The next day, the State of Texas charged Pleasant with aggravated
assault on a public servant, and attempted capital murder. The state trial
court appointed Connie Williams to represent Pleasant in July 2012. Pleasant
unsuccessfully attempted to have Williams removed from his case numerous
times over the next three years, alleging that Williams had a conflict of
interest, was discriminatory towards Pleasant, and rendered ineffective
assistance of counsel. Pleasant also sought to recuse the trial judge via
interlocutory appeal, but that appeal was dismissed for lack of jurisdiction.
Pleasant’s trial occurred in November 2015; a Harris County jury
found Pleasant guilty of both charged crimes. The jury also concluded that
Pleasant was a habitual offender, and based on that finding, the trial court
sentenced him to life in prison for attempted capital murder and 75 years in
prison for aggravated assault of a public servant.

# The tasks:
A. Extract from the passage about Pleasant's prosecution the words from "Pleasant’s trial occurred" to "a public servant.", copied without change.
B. Extend the passage about Pleasant's prosecution beyond its last sentence.

Object outline annotations

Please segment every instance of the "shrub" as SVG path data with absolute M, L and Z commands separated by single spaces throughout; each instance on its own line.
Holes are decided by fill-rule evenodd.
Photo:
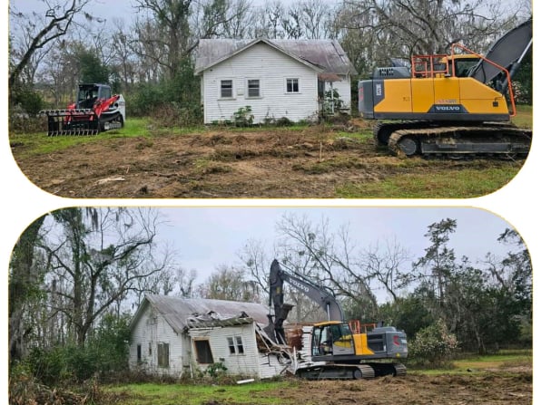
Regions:
M 233 122 L 236 127 L 249 127 L 253 124 L 253 114 L 251 107 L 241 107 L 233 113 Z
M 458 349 L 454 333 L 443 320 L 419 330 L 408 343 L 408 355 L 419 364 L 439 367 L 448 363 Z

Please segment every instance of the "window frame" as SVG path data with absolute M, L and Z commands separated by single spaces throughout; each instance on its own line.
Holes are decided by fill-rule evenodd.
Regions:
M 198 364 L 214 364 L 214 354 L 212 353 L 212 348 L 211 347 L 211 340 L 210 339 L 193 339 L 193 351 L 195 352 L 195 361 Z M 208 352 L 203 353 L 202 347 L 200 347 L 202 343 L 204 343 L 206 347 L 204 350 L 208 349 Z M 211 362 L 208 362 L 207 361 L 210 360 Z
M 258 82 L 258 94 L 256 96 L 250 95 L 250 82 Z M 263 97 L 261 93 L 261 80 L 259 77 L 247 78 L 246 79 L 246 98 L 247 99 L 261 99 Z
M 240 334 L 227 336 L 227 346 L 231 356 L 242 356 L 245 354 L 244 342 Z
M 231 96 L 223 95 L 224 82 L 231 82 Z M 220 79 L 220 100 L 234 100 L 235 99 L 235 82 L 232 79 Z
M 291 91 L 289 90 L 289 84 L 291 82 Z M 295 82 L 297 84 L 297 92 L 295 92 Z M 286 77 L 284 78 L 284 92 L 286 94 L 300 94 L 300 77 Z
M 162 369 L 168 369 L 169 368 L 169 343 L 165 342 L 158 342 L 158 367 Z

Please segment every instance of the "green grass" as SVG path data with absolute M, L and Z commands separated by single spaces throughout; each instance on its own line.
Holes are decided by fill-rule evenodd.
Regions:
M 105 388 L 123 398 L 118 405 L 201 405 L 206 403 L 286 404 L 280 397 L 259 395 L 277 389 L 288 389 L 295 382 L 252 382 L 242 385 L 125 384 Z
M 508 183 L 518 172 L 516 166 L 462 169 L 441 173 L 393 175 L 384 180 L 349 183 L 337 188 L 342 198 L 463 198 L 489 194 Z
M 498 354 L 469 355 L 457 360 L 450 367 L 443 369 L 416 370 L 412 373 L 439 375 L 439 374 L 468 374 L 470 372 L 498 372 L 506 371 L 507 368 L 531 366 L 533 354 L 531 350 L 502 351 Z M 409 371 L 408 371 L 409 372 Z
M 532 128 L 534 111 L 531 105 L 517 105 L 516 115 L 511 119 L 517 127 Z
M 142 118 L 127 120 L 124 128 L 108 130 L 98 135 L 48 137 L 46 132 L 46 129 L 44 129 L 43 131 L 34 133 L 10 133 L 10 143 L 25 147 L 28 155 L 41 155 L 76 145 L 102 142 L 103 140 L 150 136 L 149 121 Z

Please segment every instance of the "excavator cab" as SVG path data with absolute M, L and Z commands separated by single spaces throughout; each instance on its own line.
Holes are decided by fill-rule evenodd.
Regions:
M 348 323 L 316 323 L 312 331 L 312 356 L 355 354 L 353 334 Z

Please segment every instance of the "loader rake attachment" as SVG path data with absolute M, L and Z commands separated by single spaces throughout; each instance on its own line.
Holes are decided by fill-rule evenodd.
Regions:
M 47 116 L 47 135 L 97 135 L 100 120 L 93 110 L 44 110 Z

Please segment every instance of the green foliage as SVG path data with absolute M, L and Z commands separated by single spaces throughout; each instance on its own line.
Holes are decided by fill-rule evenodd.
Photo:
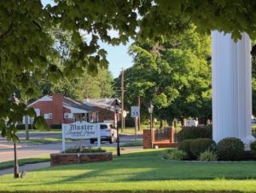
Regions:
M 189 158 L 194 158 L 194 156 L 190 150 L 190 145 L 193 139 L 185 139 L 177 143 L 177 150 L 184 151 Z
M 160 43 L 137 41 L 130 48 L 135 64 L 125 71 L 128 108 L 141 95 L 142 119 L 154 115 L 171 123 L 175 117 L 211 114 L 211 42 L 195 26 Z M 119 85 L 120 77 L 116 80 Z
M 204 161 L 204 162 L 217 161 L 218 156 L 217 156 L 217 154 L 214 151 L 211 151 L 209 150 L 207 150 L 204 152 L 201 152 L 200 154 L 199 160 L 200 161 Z
M 240 160 L 244 153 L 244 145 L 239 139 L 224 138 L 217 144 L 216 150 L 220 160 Z
M 256 156 L 256 141 L 250 144 L 251 151 Z
M 187 153 L 183 150 L 177 149 L 168 150 L 167 152 L 163 156 L 166 160 L 183 160 L 187 156 Z
M 198 138 L 212 138 L 212 125 L 206 127 L 183 127 L 182 130 L 177 133 L 178 142 Z
M 62 151 L 62 153 L 97 153 L 97 152 L 106 152 L 105 150 L 102 150 L 102 148 L 77 148 L 77 147 L 70 147 L 67 149 L 65 151 Z
M 162 54 L 163 51 L 166 53 L 163 55 L 168 57 L 154 62 L 152 67 L 145 64 L 152 59 L 154 61 L 154 56 L 140 60 L 144 60 L 143 69 L 145 69 L 145 77 L 153 77 L 160 82 L 154 85 L 154 81 L 145 79 L 131 86 L 137 91 L 143 88 L 142 94 L 148 96 L 144 107 L 153 99 L 161 105 L 156 107 L 156 115 L 160 117 L 163 115 L 160 118 L 170 122 L 177 115 L 188 116 L 186 112 L 202 115 L 209 110 L 210 105 L 205 105 L 211 98 L 207 83 L 210 70 L 205 60 L 210 53 L 210 46 L 206 46 L 209 45 L 210 38 L 206 41 L 206 33 L 218 30 L 230 32 L 237 39 L 241 31 L 245 31 L 252 38 L 256 37 L 254 1 L 55 2 L 55 5 L 47 6 L 43 6 L 41 1 L 0 2 L 0 129 L 8 140 L 17 139 L 15 124 L 27 114 L 23 100 L 16 106 L 9 100 L 13 93 L 19 93 L 20 99 L 38 98 L 41 91 L 37 82 L 44 78 L 56 83 L 61 78 L 81 76 L 85 70 L 96 75 L 98 68 L 108 65 L 101 41 L 119 45 L 131 37 L 140 42 L 172 43 L 171 46 L 165 45 L 165 51 L 154 47 L 154 53 Z M 183 34 L 176 39 L 173 35 L 182 34 L 190 22 L 201 35 L 191 38 Z M 110 36 L 111 31 L 116 31 L 116 36 Z M 181 42 L 182 39 L 185 41 Z M 195 43 L 198 42 L 201 42 L 199 46 Z M 186 45 L 192 47 L 180 49 Z M 168 65 L 171 63 L 173 65 Z M 177 64 L 187 67 L 181 68 Z M 200 68 L 198 64 L 201 65 Z M 181 76 L 176 76 L 178 70 L 183 71 L 183 74 L 177 72 Z M 201 71 L 205 77 L 198 73 Z M 168 88 L 166 84 L 170 82 L 175 87 Z M 143 92 L 145 89 L 148 92 Z
M 198 157 L 205 150 L 214 150 L 216 143 L 212 139 L 200 138 L 190 143 L 190 151 L 195 157 Z

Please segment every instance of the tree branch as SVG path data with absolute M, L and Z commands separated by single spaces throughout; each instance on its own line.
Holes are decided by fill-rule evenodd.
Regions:
M 7 38 L 14 33 L 14 23 L 12 22 L 8 30 L 0 35 L 0 41 Z

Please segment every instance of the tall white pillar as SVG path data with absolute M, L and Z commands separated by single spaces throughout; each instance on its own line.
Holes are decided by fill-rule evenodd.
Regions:
M 212 32 L 212 136 L 254 140 L 251 131 L 252 64 L 247 34 L 234 43 L 230 34 Z

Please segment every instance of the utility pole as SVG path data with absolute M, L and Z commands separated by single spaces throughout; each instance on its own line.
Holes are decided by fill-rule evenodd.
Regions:
M 138 95 L 137 97 L 137 106 L 139 107 L 141 111 L 141 95 Z M 137 130 L 141 130 L 141 115 L 137 116 Z
M 121 131 L 124 130 L 125 122 L 124 122 L 124 97 L 125 97 L 125 88 L 124 88 L 124 68 L 122 68 L 122 78 L 121 78 Z
M 26 109 L 27 110 L 27 99 L 26 99 L 26 96 L 25 103 L 26 103 Z M 29 140 L 28 116 L 27 115 L 25 116 L 25 131 L 26 131 L 26 140 Z

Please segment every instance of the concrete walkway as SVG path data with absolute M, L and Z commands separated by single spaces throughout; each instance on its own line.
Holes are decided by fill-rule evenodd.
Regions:
M 26 164 L 26 165 L 20 167 L 20 173 L 21 173 L 21 172 L 23 172 L 23 171 L 31 171 L 31 170 L 41 169 L 41 168 L 49 167 L 49 162 L 41 162 L 41 163 Z M 9 174 L 9 173 L 14 173 L 13 167 L 0 170 L 0 176 Z

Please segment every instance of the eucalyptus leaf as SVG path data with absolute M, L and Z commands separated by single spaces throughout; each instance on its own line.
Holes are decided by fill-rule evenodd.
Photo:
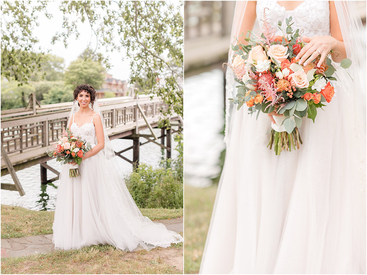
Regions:
M 295 127 L 296 124 L 290 117 L 286 119 L 284 122 L 283 124 L 284 127 L 286 129 L 286 130 L 288 134 L 290 134 L 293 131 L 294 127 Z
M 340 62 L 340 66 L 344 69 L 348 69 L 352 65 L 352 61 L 349 58 L 344 58 Z
M 303 98 L 297 99 L 296 102 L 295 109 L 297 111 L 303 111 L 307 108 L 307 102 Z
M 283 109 L 285 109 L 286 110 L 290 110 L 293 108 L 296 104 L 296 101 L 295 100 L 294 100 L 291 101 L 289 101 L 285 106 L 283 107 Z
M 293 115 L 293 114 L 294 113 L 294 111 L 296 109 L 296 107 L 297 106 L 297 104 L 294 104 L 294 106 L 293 106 L 293 108 L 291 109 L 289 111 L 289 116 L 292 116 Z
M 237 111 L 238 111 L 239 110 L 239 109 L 240 109 L 240 108 L 241 107 L 241 106 L 242 106 L 243 105 L 243 102 L 241 102 L 241 103 L 239 103 L 239 104 L 238 104 L 238 106 L 237 106 Z
M 296 116 L 294 117 L 294 122 L 295 122 L 296 126 L 298 128 L 299 128 L 302 125 L 302 119 Z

# Results of the tasks:
A.
Pleasant’s trial occurred in November 2015; a Harris County jury
found Pleasant guilty of both charged crimes. The jury also concluded that
Pleasant was a habitual offender, and based on that finding, the trial court
sentenced him to life in prison for attempted capital murder and 75 years in
prison for aggravated assault of a public servant.

B.
Pleasant appealed. After his appellate counsel (not Williams) filed an
Anders brief, 1 arguing that there was no nonfrivolous issue for appeal, the
Texas Court of Appeals agreed and affirmed his convictions. Pleasant did
not petition for discretionary review in the Texas Court of Criminal Appeals
(the CCA).
In January 2017, Pleasant filed two state habeas applications, one for
each of his 2015 convictions. In both applications, Pleasant alleged, inter alia,
1
Anders v. California, 386 U.S. 738 (1967).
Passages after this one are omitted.